Things to do:
a) From the article on Zachary Scheich's arrest, return the passage between "Scheich is facing" and "the investigator writes.", inclusive.
b) Decide whether each statement agrees with the article on Zachary Scheich's arrest, answering yes or no and quoting the words from the article that settle it: (i) Scheich attended Northwest in the spring. (ii) Police found one record of payment. (iii) Police identified the schools the victims attended.
c) Write the next part of the article on Zachary Scheich's arrest, picking up after its last sentence.

Provided text:
Content starts
Police arrested Zachary Scheich at Lincoln’s Walt Library Thursday afternoon after a several-week investigation that started with a May 31 tip to Lincoln Public Schools by concerned parents.

Scheich is facing three felony charges, two counts of sexual assault using an electronic device and one count of sex trafficking a minor.

The crimes occurred off school grounds, but while Scheich was attending two high schools over the course of the 2022-2023 school year under the alias 17-year-old “Zak Hess.” He went to Northwest in the fall and Southeast in the spring.

Through a search warrant, police said they uncovered text messages between Scheich and young girls.

“In these text messages Scheich would continue to reinforce his false identity as a peer and discuss things like classwork and high school sports,” the investigator writes.

The court documents allege the conversations went on for months, and Scheich would even meet the teens’ families, pretending to be 17-year-old Hess.

The documents detail two relationships with teens. In February, the documents alleged Scheich asked a 14-year-old girl to engage in sexual acts with him. The documents allege in March, Scheich asked a 13-year-old to meet up for sex, if she would lose her virginity to him and if she would send him sexually explicit photos in exchange for money. Police found one record of payment, according to the affidavit.

Police declined to identify what schools the victims attended.

Since news of Scheich’s arrest came out Thursday afternoon, police said three more people who had contact with Scheich have come forward, though the context of those contacts isn’t yet known.
Content ends
Data for review:
Content starts
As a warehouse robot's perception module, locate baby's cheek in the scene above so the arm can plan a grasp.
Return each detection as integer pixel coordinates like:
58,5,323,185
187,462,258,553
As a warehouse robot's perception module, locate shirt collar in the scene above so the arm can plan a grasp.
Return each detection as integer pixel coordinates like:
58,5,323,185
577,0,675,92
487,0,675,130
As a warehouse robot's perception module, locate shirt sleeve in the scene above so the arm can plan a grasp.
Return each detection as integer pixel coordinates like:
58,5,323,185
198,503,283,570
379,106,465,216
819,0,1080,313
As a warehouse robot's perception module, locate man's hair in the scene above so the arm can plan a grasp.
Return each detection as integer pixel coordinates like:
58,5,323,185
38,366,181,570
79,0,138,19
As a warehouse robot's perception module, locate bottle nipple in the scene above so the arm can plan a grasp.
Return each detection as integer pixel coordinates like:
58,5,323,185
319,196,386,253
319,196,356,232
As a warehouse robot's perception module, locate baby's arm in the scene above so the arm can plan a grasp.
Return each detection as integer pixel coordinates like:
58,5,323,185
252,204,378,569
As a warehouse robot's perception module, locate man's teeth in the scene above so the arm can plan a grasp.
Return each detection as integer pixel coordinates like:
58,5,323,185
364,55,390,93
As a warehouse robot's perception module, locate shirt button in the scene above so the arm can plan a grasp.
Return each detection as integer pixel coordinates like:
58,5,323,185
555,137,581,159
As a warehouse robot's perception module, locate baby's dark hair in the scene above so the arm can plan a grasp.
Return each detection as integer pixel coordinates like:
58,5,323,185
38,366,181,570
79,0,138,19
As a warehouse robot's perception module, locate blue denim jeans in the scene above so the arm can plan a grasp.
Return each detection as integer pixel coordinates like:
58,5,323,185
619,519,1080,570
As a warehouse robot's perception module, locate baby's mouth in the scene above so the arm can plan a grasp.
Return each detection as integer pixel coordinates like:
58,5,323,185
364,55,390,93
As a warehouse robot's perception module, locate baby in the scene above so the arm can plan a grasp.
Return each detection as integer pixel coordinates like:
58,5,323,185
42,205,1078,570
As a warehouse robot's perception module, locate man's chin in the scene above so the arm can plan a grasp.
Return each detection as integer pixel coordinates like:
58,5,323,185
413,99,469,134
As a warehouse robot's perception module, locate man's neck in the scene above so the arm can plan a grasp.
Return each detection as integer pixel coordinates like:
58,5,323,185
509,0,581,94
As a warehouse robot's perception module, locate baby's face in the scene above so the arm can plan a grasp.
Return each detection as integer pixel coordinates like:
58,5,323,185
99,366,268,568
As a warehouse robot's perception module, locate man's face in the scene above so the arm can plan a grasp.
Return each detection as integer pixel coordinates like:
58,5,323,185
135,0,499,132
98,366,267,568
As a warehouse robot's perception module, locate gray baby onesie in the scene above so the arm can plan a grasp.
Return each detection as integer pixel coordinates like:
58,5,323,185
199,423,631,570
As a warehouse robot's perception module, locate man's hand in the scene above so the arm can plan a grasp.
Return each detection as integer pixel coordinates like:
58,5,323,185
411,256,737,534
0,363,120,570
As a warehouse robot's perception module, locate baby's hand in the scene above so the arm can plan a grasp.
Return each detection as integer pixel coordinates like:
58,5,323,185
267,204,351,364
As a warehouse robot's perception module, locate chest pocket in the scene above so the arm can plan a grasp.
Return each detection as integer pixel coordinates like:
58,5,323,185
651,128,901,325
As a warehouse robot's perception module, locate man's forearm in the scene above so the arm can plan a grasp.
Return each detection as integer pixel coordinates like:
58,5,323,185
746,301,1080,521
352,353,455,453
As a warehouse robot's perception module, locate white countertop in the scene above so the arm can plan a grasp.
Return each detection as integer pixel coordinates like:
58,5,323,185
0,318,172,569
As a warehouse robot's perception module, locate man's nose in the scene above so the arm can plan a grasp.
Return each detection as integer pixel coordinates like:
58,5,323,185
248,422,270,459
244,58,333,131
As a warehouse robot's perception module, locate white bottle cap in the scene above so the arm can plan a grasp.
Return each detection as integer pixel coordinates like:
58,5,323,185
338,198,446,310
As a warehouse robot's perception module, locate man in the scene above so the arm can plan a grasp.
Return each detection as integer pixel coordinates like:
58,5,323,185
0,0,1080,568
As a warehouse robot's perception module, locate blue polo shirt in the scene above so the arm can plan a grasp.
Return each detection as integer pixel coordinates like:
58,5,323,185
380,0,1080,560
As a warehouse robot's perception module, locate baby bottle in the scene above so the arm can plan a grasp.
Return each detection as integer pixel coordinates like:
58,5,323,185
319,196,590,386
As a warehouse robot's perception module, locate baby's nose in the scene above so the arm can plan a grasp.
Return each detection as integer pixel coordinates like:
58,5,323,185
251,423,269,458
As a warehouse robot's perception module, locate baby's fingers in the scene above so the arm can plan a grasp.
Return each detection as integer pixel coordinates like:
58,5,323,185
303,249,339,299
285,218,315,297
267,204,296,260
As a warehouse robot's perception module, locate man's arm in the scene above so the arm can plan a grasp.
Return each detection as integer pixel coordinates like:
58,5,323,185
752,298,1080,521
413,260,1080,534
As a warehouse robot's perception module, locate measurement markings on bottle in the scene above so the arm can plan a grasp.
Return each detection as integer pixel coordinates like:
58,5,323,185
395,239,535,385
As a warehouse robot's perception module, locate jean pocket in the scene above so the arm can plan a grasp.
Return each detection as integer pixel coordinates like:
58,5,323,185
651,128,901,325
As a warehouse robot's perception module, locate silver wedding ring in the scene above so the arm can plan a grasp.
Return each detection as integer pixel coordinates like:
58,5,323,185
Content ends
Your written answers:
a)
Scheich is facing three felony charges, two counts of sexual assault using an electronic device and one count of sex trafficking a minor.

The crimes occurred off school grounds, but while Scheich was attending two high schools over the course of the 2022-2023 school year under the alias 17-year-old “Zak Hess.” He went to Northwest in the fall and Southeast in the spring.

Through a search warrant, police said they uncovered text messages between Scheich and young girls.

“In these text messages Scheich would continue to reinforce his false identity as a peer and discuss things like classwork and high school sports,” the investigator writes.

b)
(i) No: "He went to Northwest in the fall and Southeast in the spring."
(ii) Yes: "Police found one record of payment, according to the affidavit."
(iii) No: "Police declined to identify what schools the victims attended."

c)
Police are seeking information from anyone else who may have been a victim of, or had contact with, Scheich.

As far as how Scheich was able to pull off the fraud for nearly an entire school year, Lincoln Police Assistant Chief Brian Jackson said Scheich is 5-foot-4,120 pounds, and “appears to have blended in with other students.”

Police said Scheich attended 54 days of school. He went to Northwest for the fall semester and transferred to Southeast for the spring semester. Jackson said while he wasn’t a “frequent attendee,” Scheich did go to classes and had multiple interactions with students.

Police have since learned Scheich actually graduated from Southeast in 2015.

“He didn’t represent himself as a graduate of Lincoln Public Schools. He represented himself as a 17-year-old seeking education,” Jackson said.

The Lincoln Public School district said they do require birth certificates or other proof of identity, as well as transcripts and vaccination records when a new student enrolls. However, because of federal laws that protect students experiencing homelessness, the district is legally required to take any student who claims to be younger than 21 years old, even if they don’t have that documentation.

Joe Wright, security director for LPS described multiple other reasons there could be exceptions to those rules.

“Some parents don’t vaccinate; some homeschool kids don’t have transcripts. We have kids from all across the world who don’t have birth records from war-torn countries,” Wright said. “We have a responsibility to educate all kids.”

In this specific case, it is believed Scheich falsified documents, but the specifics of how he enrolled and who could have been involved are ongoing. Lincoln Public Schools has also started reviewing its enrollment policies.

“I don’t foresee changes because of the requirement we have to educate all kids,” Wright said. “But something like this makes us look to where we could go, and we just started that process.”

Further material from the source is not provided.